● WORK TO BE COMPLETED
Show, from the records below, all lines that contain the word "bucket".

[Stored items from a collection]
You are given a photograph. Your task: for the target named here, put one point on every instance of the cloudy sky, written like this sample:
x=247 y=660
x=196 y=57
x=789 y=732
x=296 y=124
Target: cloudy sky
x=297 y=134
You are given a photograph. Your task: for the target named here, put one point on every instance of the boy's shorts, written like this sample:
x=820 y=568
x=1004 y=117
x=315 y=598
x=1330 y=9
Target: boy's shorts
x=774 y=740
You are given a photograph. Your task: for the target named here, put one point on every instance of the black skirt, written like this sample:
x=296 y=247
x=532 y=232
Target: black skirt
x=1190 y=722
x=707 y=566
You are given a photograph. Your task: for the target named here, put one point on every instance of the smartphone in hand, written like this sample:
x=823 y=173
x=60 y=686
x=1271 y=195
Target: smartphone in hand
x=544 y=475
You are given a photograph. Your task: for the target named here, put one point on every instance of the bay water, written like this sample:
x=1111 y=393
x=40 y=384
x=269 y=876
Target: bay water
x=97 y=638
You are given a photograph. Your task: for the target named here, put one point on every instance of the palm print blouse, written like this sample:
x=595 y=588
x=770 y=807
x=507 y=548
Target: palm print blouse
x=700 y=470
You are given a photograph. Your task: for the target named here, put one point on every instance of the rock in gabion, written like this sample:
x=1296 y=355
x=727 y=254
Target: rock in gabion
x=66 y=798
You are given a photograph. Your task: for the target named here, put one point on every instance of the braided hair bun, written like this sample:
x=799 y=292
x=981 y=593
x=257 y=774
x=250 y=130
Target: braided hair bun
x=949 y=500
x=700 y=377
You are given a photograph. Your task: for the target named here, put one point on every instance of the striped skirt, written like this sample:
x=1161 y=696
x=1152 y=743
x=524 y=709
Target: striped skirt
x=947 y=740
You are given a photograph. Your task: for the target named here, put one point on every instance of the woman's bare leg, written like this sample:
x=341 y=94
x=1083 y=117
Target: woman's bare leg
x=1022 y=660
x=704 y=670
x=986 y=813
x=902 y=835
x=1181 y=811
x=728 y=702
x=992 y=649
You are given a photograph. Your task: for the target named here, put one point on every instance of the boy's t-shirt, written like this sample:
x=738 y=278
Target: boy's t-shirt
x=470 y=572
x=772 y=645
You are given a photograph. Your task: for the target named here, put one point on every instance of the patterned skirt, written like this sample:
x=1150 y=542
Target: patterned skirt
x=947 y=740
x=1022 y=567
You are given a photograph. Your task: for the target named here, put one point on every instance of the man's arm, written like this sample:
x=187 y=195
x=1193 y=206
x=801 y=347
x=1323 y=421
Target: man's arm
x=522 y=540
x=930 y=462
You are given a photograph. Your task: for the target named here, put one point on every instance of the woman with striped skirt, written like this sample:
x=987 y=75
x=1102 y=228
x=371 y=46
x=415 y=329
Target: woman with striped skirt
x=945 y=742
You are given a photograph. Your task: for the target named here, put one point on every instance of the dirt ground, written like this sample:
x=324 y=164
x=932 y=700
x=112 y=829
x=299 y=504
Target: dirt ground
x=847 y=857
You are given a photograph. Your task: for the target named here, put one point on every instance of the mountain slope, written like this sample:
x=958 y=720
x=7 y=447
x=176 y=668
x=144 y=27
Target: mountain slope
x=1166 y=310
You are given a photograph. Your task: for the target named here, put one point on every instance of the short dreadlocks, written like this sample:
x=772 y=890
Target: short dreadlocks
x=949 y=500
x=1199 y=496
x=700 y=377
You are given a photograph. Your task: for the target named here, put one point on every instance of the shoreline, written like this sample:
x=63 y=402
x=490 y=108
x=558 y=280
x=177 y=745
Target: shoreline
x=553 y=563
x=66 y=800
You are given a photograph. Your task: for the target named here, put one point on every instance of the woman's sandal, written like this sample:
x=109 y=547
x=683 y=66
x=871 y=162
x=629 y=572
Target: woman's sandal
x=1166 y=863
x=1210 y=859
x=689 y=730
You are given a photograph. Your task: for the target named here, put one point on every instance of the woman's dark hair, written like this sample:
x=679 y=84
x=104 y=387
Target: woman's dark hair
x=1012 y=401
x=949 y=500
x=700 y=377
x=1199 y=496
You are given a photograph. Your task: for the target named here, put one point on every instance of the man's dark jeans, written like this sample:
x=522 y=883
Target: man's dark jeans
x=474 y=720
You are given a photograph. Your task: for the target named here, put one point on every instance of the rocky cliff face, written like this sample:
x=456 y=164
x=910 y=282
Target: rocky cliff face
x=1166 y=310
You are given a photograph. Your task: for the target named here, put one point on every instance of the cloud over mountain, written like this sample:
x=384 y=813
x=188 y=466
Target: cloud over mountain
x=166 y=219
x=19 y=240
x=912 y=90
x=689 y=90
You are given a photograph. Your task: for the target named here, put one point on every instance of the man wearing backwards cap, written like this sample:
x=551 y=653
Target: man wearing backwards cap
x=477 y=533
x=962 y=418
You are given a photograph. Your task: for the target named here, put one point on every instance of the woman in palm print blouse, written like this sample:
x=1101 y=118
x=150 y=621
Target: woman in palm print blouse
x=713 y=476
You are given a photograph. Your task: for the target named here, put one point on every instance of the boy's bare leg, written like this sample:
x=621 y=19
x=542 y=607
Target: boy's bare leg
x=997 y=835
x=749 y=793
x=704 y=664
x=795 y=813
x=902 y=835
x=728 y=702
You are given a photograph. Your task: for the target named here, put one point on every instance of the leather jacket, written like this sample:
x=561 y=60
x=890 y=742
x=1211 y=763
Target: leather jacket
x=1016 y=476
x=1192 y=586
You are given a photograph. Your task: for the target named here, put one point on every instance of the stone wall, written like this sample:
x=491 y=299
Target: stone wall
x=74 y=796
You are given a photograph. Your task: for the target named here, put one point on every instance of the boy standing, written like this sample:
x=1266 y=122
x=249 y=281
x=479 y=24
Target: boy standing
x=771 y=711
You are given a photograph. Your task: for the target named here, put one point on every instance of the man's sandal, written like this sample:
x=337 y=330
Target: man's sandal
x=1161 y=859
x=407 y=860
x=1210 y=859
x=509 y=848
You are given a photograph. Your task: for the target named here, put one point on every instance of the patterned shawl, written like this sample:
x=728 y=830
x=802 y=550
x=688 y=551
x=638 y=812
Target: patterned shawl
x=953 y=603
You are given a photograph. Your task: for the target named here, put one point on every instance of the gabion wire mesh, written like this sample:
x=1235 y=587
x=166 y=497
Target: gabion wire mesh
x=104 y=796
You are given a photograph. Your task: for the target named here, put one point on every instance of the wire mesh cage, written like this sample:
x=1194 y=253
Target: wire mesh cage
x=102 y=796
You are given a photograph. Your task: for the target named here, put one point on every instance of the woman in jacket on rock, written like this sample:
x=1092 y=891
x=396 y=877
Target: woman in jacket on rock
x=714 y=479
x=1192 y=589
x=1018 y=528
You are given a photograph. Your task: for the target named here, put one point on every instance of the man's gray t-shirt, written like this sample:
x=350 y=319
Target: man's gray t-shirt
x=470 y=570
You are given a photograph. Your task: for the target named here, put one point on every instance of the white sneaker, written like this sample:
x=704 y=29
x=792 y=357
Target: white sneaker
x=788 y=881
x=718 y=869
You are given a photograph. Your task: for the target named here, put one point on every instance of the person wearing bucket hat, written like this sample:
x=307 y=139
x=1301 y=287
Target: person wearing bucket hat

● WRITTEN SOLUTION
You are given a photograph. Your task: for the target named here, put one point on every instance of the person wearing bucket hat, written like this sample:
Target: person wearing bucket hat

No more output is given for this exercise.